==== RAW DATA

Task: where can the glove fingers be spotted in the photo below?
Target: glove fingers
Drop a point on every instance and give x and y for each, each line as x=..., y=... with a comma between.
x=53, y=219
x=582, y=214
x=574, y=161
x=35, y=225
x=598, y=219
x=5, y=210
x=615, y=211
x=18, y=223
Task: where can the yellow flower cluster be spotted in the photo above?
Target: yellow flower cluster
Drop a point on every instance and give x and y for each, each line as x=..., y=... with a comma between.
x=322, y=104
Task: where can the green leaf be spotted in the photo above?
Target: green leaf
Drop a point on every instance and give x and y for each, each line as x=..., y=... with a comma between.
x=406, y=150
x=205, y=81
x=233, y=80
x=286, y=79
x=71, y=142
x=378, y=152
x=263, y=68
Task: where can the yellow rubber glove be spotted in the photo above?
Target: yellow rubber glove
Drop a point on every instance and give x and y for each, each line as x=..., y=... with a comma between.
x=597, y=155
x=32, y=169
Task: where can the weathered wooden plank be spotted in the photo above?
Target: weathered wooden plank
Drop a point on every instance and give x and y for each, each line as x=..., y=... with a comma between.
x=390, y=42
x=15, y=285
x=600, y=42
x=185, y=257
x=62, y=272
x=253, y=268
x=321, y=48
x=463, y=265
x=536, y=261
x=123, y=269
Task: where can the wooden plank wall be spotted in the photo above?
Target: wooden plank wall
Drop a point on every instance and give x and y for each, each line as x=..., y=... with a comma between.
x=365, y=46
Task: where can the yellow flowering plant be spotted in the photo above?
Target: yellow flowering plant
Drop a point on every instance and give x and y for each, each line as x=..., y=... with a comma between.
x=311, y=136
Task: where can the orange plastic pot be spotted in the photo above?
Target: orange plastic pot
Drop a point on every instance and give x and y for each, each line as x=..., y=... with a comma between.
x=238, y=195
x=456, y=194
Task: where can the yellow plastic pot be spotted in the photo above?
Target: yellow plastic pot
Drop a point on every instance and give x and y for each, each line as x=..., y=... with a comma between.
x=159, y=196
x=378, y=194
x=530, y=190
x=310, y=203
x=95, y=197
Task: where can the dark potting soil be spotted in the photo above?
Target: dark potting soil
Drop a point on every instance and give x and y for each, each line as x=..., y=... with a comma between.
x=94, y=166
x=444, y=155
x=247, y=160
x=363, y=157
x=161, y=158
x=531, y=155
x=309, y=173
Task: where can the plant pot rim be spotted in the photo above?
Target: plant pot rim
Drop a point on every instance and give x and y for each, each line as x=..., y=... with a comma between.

========

#### [EXERCISE BRIEF]
Can you update the records so that every "Drop a point" reads "Place a marker", with nothing else changed?

#### [RESULT FOR THIS TASK]
Task: where can the glove fingers be spotted in the photo below?
Target: glove fingers
Place a marker on every instance and give x and y for each, each line as x=..., y=... with a comma between.
x=53, y=219
x=582, y=214
x=574, y=161
x=35, y=225
x=598, y=219
x=5, y=210
x=615, y=211
x=18, y=223
Task: where can the yellow flower cluster be spotted in the photo above?
Target: yellow flower cluster
Place a marker on every instance and give x and y for each, each line as x=..., y=... with a comma between.
x=322, y=104
Task: where can the green leaf be spotted in the photo above?
Target: green leaf
Place a marker on every instance and give x and y for each, each line as x=..., y=... with a comma between.
x=406, y=150
x=205, y=81
x=233, y=80
x=286, y=79
x=71, y=142
x=378, y=152
x=263, y=68
Task: where can the yellow rubber glove be spotted in the photo above?
Target: yellow rubber glove
Place a marker on every instance and give x and y for each, each line as x=..., y=... with a comma between.
x=597, y=155
x=32, y=169
Task: where can the weathered wooden plank be spotted in the photo above?
Target: weathered wooden plank
Place a marker on every instance and give x and y for each, each line as x=..., y=... with a comma between.
x=390, y=42
x=15, y=285
x=600, y=42
x=185, y=257
x=62, y=272
x=253, y=268
x=321, y=48
x=463, y=265
x=536, y=261
x=123, y=269
Task: where can the wooden plank wall be spotted in the photo above?
Target: wooden plank wall
Place a marker on every instance and give x and y for each, each line as x=..., y=... with a comma between.
x=365, y=46
Task: where can the yellow flowering plant be spotted in the photo above?
Target: yellow flowering plant
Place a marker on every instance and give x and y for each, each line as x=..., y=... with a comma between.
x=311, y=136
Task: where can the orange plastic pot be spotted in the photo above?
Target: orange plastic pot
Place a marker on every instance and give x and y for each, each line as x=..., y=... with a comma between.
x=238, y=195
x=456, y=194
Task: where can the yellow plastic pot be spotted in the photo above?
Target: yellow plastic pot
Place a marker on every instance and give x and y for each, each line as x=..., y=... with a comma between.
x=159, y=196
x=378, y=194
x=530, y=190
x=310, y=203
x=95, y=197
Task: where can the dark potting soil be spotted in the photo above?
Target: dark potting soil
Place a marker on every instance and give x and y for each, each line as x=..., y=... with a comma between.
x=94, y=166
x=444, y=155
x=247, y=160
x=363, y=157
x=161, y=158
x=531, y=155
x=309, y=173
Task: where can the plant pot rim be spotted in the photo above?
Target: plant pot rim
Place a marker on every instance and give x and y for each, each line as x=..., y=... with a comma between.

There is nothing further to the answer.